Dataset entries
○ ○ ○ ○ ○
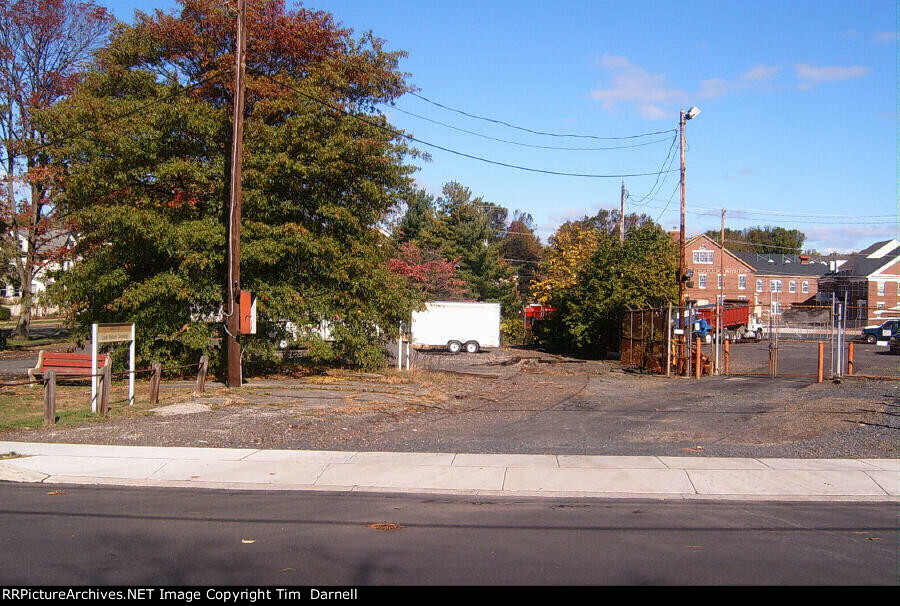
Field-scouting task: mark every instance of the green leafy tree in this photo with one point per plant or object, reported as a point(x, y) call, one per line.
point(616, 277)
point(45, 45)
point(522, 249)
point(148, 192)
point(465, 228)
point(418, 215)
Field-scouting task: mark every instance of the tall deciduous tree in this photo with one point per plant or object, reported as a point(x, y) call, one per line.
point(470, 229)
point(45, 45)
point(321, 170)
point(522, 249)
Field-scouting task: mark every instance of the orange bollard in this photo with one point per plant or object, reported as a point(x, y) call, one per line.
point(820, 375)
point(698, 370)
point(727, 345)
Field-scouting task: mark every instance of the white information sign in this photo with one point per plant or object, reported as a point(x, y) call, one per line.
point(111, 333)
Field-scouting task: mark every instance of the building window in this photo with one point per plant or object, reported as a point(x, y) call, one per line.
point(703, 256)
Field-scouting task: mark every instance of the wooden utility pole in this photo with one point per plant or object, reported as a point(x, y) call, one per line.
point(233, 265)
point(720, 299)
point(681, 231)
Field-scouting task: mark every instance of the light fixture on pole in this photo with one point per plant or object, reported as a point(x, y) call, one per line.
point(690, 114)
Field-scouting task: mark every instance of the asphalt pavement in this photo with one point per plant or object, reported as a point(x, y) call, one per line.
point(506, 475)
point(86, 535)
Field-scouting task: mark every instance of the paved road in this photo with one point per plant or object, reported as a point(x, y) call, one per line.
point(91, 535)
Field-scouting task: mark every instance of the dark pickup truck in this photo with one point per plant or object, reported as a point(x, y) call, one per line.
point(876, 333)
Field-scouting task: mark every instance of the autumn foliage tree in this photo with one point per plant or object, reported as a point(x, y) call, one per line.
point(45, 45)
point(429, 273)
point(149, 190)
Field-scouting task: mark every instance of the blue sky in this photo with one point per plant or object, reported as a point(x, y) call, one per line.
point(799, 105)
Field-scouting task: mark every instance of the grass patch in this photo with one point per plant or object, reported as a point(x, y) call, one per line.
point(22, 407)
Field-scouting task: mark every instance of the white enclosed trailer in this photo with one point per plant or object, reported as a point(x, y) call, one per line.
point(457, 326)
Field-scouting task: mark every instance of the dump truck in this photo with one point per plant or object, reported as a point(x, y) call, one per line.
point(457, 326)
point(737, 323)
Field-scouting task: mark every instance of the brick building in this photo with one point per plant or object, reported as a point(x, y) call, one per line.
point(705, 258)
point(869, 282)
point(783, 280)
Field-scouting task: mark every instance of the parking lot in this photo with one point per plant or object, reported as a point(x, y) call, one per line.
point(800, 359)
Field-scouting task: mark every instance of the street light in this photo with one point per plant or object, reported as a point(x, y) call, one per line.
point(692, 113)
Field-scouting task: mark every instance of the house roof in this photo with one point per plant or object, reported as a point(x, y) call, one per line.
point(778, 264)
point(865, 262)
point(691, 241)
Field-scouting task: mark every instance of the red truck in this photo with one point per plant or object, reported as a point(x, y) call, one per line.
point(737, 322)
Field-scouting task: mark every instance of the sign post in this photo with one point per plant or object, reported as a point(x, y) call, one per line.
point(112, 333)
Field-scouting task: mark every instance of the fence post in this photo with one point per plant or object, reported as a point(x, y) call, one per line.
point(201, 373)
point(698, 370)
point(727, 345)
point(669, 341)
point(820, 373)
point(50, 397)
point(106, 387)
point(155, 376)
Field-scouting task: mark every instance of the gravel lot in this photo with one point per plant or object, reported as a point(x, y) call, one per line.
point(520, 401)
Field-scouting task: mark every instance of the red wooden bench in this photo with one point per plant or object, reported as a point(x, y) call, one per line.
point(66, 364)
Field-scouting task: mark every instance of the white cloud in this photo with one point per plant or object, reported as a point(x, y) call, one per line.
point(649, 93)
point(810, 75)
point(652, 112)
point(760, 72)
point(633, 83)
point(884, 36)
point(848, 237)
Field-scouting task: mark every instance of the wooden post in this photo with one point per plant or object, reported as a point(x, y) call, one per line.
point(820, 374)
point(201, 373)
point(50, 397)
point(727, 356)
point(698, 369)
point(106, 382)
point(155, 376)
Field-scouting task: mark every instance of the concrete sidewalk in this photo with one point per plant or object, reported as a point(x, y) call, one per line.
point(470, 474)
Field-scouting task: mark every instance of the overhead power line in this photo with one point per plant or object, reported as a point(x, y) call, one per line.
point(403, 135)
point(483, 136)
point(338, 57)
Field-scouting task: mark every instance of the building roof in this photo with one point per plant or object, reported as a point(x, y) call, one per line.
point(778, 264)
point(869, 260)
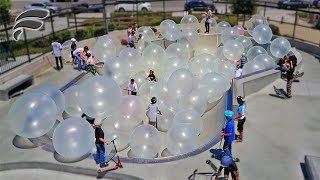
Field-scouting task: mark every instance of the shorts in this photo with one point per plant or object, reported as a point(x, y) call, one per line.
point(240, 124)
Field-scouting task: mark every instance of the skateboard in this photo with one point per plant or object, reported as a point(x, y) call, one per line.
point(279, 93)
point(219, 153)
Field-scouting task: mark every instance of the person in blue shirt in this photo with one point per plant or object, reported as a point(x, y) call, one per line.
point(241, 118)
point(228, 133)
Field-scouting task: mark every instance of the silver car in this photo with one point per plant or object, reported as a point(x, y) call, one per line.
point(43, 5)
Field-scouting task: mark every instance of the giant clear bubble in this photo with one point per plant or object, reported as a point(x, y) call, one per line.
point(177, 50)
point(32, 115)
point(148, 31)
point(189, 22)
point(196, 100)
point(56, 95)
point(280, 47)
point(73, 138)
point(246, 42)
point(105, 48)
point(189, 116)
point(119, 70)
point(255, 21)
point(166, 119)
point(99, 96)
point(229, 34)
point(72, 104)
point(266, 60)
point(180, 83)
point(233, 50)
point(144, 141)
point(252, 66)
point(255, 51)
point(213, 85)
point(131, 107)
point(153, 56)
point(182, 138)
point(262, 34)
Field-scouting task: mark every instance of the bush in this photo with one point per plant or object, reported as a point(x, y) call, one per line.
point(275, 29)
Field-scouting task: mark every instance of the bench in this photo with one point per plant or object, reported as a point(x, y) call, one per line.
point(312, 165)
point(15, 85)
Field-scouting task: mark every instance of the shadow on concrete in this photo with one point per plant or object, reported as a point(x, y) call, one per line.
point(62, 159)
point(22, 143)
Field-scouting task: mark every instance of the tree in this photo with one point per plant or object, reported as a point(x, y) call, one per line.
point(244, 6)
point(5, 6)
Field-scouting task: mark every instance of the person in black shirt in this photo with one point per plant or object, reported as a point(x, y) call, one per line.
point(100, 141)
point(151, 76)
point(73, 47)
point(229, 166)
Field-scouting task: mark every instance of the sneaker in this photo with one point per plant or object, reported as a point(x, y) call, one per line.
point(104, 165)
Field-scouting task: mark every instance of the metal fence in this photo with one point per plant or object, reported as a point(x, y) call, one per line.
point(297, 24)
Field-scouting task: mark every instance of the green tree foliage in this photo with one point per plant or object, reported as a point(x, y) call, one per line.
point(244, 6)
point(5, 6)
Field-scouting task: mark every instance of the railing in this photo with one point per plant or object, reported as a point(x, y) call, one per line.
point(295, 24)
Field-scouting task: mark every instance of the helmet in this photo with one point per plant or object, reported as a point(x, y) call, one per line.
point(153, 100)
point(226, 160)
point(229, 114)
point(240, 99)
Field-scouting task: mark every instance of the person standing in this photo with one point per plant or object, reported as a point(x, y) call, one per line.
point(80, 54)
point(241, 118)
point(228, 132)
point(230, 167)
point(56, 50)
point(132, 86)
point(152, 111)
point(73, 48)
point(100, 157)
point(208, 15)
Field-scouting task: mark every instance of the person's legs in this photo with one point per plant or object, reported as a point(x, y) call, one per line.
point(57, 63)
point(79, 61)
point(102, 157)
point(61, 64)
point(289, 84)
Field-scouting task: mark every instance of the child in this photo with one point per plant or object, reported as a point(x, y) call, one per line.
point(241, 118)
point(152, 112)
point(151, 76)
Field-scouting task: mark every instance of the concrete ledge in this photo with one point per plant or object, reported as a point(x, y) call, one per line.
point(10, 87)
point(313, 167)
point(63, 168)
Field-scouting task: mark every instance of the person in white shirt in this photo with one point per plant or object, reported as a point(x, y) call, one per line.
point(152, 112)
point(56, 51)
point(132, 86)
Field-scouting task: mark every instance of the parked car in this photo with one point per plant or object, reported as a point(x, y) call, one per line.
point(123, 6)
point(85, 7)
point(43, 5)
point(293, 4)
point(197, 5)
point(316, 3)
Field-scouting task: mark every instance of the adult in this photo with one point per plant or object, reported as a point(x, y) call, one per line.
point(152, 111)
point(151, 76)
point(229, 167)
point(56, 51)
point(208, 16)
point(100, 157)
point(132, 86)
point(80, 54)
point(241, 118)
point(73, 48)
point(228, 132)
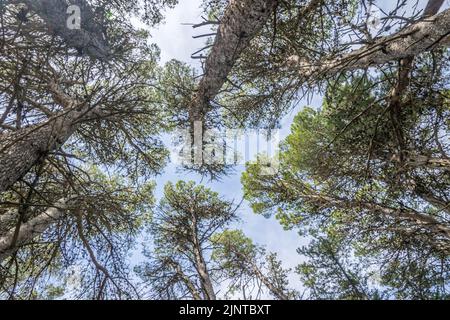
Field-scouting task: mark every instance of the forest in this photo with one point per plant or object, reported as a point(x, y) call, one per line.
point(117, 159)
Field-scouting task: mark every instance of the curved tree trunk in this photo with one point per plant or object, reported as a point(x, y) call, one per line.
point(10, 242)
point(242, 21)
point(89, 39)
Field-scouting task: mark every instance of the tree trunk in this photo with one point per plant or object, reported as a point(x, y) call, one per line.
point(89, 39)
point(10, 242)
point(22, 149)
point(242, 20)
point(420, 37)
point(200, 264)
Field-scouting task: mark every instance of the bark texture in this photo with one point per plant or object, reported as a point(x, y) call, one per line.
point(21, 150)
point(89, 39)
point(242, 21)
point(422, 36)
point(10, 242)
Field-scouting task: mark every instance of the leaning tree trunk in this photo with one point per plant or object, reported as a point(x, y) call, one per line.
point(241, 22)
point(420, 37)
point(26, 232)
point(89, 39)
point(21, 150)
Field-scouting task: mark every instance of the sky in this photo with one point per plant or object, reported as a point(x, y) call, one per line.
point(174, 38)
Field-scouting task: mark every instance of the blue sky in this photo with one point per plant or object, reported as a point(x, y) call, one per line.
○ ○ ○ ○ ○
Work required> Copy the records above exactly, starting at the line that contains "Field-scouting task: mark every instance of the bark" and ending at the last line, and leave out all earlier lines.

Expected output>
Field-scouting task: mark every instance of the bark texture in this photo with one point per plant or object, reported as a point(x, y) call, one per line.
point(21, 150)
point(89, 39)
point(242, 21)
point(422, 36)
point(10, 242)
Field-scouting task: mark every instance of the leaning tree trunk in this photo with one point per plant or object, reported as a point(x, y) call, one per line.
point(241, 22)
point(420, 37)
point(26, 232)
point(89, 39)
point(21, 150)
Field-scouting task: mark every instance of the sky in this photo with one point per plant or object, reported as a point(x, y) call, one per line.
point(174, 38)
Field-scouting task: mark every instance of the blue sky in this photo with one point per plant or object, reported as a point(x, y) call, one per line.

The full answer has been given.